• TASK INSTRUCTIONS: Return the lines from the start of the data through the line with "box: [430, 203, 469, 219]". Include both of those lines and no others.
++++++++++++++++++++
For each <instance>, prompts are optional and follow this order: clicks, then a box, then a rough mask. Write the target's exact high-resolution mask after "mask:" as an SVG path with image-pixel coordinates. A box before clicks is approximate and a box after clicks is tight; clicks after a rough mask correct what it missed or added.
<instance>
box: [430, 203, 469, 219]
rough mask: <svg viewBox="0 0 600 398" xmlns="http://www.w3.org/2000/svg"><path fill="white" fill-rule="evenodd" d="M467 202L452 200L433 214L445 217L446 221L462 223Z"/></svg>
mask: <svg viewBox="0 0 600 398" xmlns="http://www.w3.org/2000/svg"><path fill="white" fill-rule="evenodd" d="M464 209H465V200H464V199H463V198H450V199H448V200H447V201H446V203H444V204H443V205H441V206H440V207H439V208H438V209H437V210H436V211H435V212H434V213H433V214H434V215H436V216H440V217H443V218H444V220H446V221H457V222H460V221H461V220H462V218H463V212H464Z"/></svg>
++++++++++++++++++++
• COMPLETED EXERCISE:
For each <instance>, prompts are optional and follow this order: clicks, then a box, then a rough mask. Write the target's exact high-resolution mask after "mask:" as an SVG path with image-pixel coordinates. A box before clicks is approximate and a box after clicks is tight; clicks after a rough mask correct what it missed or added.
<instance>
box: [430, 203, 469, 219]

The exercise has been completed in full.